## Tarea breve 1
Según el texto de lectura, ¿qué deben hacer el pueblo y sus dirigentes con los violentos?

──────── Texto de lectura

Cuando
un millón de personas se echa a la calle para, pacíficamente, expresar su ánimo
y su voluntad de ser una nación
respetada, el foco de atención de la opinión pública debería centrarse en destacar el hecho objetivo de la movilización y su
incontestable fuerza de cambio político.
Sin embargo, cuando unos centenares de radicales se obstinan en utilizar la violencia como
forma de expresión y de respuesta a una situación que consideran injusta, el
fuego de los incidentes, de la injustificable coacción, la alteración de la
paz, termina por ocupar el primer plano de la actualidad
eclipsando todos los valores positivos por los que cientos de miles de hombres
y mujeres están comprometidos. En ese
momento, el pueblo y sus dirigentes, deben apartar a los violentos del
escenario. Para evitar que la destrucción y el enfrentamiento lastre la
expectativa de un pueblo, una sociedad
que, a pesar del castigo, de las injusticias, sigue adelante en la
búsqueda de la libertad y de un futuro mejor. Condenar la violencia y a los violentos es, para un
dirigente político, no solo cuestión de fortaleza ética y democrática.

────────────────
──────── Material proporcionado

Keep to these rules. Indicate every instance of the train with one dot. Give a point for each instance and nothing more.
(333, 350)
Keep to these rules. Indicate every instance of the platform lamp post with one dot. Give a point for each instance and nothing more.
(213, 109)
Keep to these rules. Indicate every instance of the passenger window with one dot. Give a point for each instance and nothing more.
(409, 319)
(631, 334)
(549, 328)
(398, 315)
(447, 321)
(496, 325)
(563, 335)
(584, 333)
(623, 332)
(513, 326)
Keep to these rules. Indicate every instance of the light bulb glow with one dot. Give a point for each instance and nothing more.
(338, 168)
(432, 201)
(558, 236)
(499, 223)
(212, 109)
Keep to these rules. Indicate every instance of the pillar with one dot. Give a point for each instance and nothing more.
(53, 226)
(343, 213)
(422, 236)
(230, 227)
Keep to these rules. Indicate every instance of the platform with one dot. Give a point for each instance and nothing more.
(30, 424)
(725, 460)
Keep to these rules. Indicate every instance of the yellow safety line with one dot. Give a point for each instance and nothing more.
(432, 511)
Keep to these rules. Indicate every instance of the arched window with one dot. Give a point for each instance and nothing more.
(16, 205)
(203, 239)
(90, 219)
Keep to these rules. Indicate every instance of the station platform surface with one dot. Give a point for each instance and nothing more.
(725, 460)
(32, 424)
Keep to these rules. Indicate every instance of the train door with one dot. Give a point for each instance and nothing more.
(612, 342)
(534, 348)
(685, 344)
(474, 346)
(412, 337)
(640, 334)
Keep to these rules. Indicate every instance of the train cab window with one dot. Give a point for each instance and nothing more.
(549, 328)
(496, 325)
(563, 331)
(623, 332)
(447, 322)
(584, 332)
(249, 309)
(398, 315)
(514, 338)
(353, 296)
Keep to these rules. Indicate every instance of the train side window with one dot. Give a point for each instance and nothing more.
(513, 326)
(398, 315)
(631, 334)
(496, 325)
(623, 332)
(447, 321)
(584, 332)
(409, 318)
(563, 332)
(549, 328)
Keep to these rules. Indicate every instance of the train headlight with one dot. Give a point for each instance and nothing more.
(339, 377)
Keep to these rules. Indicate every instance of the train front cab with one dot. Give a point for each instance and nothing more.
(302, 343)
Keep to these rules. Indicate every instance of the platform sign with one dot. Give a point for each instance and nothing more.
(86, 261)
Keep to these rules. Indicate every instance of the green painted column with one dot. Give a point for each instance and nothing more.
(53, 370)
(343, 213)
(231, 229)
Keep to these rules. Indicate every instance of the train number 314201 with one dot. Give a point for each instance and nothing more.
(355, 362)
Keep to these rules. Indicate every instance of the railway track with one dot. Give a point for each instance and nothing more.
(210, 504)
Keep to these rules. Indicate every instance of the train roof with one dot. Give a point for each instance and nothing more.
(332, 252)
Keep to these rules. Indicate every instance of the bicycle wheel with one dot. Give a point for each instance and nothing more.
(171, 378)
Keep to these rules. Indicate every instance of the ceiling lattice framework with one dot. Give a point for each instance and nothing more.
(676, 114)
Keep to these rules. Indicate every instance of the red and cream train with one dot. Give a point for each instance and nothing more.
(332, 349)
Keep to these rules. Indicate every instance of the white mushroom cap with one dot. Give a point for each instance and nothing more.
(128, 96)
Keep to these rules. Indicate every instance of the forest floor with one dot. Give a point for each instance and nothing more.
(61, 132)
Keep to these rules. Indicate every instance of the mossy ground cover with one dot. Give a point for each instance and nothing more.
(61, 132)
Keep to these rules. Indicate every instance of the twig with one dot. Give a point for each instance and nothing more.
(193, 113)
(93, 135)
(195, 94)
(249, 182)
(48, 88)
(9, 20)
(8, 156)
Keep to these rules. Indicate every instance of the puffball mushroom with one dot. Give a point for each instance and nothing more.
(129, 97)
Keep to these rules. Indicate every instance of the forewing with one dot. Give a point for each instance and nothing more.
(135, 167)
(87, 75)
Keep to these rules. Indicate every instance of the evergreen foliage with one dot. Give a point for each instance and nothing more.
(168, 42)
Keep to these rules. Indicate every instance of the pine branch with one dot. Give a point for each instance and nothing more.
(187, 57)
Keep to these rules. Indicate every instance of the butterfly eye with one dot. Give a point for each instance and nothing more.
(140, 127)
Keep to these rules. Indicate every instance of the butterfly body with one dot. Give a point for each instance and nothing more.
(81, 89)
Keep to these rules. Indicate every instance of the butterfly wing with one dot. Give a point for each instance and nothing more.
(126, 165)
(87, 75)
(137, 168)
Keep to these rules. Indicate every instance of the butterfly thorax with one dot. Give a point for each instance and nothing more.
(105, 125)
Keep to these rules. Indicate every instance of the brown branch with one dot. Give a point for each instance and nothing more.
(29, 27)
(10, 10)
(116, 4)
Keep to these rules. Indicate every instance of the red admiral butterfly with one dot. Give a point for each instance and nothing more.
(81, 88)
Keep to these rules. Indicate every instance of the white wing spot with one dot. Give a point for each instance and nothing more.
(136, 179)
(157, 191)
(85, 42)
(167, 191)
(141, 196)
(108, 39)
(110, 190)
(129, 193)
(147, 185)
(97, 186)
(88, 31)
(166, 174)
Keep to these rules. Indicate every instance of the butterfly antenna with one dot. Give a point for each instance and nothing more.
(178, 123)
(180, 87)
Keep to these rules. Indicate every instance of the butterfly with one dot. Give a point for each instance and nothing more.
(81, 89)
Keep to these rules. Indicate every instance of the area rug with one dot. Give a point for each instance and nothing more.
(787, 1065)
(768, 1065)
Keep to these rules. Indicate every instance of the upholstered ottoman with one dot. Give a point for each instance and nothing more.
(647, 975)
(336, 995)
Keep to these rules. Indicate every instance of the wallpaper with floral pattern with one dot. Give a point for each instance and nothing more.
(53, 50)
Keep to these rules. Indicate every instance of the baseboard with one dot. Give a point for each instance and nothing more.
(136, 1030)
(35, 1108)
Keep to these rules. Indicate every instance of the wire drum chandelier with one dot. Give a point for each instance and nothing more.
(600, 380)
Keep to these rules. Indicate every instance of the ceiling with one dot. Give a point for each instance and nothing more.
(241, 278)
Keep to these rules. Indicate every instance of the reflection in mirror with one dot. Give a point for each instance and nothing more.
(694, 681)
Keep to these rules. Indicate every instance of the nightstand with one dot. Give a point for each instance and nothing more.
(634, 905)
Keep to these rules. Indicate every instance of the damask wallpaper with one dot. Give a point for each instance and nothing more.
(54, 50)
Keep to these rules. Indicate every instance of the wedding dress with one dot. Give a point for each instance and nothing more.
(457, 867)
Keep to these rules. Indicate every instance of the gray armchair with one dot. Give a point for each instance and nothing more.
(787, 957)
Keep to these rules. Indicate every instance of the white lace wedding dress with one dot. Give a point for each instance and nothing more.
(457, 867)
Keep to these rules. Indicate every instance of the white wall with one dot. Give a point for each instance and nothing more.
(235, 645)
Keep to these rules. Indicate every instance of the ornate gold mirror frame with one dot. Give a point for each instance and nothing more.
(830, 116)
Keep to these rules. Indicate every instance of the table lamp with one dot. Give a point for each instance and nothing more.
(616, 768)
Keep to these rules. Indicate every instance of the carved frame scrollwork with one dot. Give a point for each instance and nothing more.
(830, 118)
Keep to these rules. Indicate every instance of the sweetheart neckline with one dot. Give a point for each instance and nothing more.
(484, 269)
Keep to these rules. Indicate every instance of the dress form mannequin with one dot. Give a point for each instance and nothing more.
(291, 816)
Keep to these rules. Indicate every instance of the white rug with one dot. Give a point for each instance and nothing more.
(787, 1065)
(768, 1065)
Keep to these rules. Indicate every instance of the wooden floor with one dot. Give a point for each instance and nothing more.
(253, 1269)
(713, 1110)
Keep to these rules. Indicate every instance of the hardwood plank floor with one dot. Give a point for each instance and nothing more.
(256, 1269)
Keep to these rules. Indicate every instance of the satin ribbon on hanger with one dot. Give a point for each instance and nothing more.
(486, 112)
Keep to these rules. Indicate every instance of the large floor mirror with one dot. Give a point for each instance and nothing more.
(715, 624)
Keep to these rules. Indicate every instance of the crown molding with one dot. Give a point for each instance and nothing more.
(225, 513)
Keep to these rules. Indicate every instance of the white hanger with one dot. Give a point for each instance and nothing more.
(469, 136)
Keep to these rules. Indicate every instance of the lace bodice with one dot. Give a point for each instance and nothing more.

────────────────

## Tarea breve 2
Reescribe como lista numerada las filas que van desde la que contiene "Keep to these rules. Indicate every instance of the white rug" hasta la última fila, ambas incluidas, y omite las líneas en blanco.

## Respuesta completa 1
Deben apartarlos del escenario.

## Respuesta completa 2
1. Keep to these rules. Indicate every instance of the white rug with one dot. Give a point for each instance and nothing more.
2. (787, 1065)
3. (768, 1065)
4. Keep to these rules. Indicate every instance of the wooden floor with one dot. Give a point for each instance and nothing more.
5. (253, 1269)
6. (713, 1110)
7. Keep to these rules. Indicate every instance of the hardwood plank floor with one dot. Give a point for each instance and nothing more.
8. (256, 1269)
9. Keep to these rules. Indicate every instance of the satin ribbon on hanger with one dot. Give a point for each instance and nothing more.
10. (486, 112)
11. Keep to these rules. Indicate every instance of the large floor mirror with one dot. Give a point for each instance and nothing more.
12. (715, 624)
13. Keep to these rules. Indicate every instance of the crown molding with one dot. Give a point for each instance and nothing more.
14. (225, 513)
15. Keep to these rules. Indicate every instance of the white hanger with one dot. Give a point for each instance and nothing more.
16. (469, 136)
17. Keep to these rules. Indicate every instance of the lace bodice with one dot. Give a point for each instance and nothing more.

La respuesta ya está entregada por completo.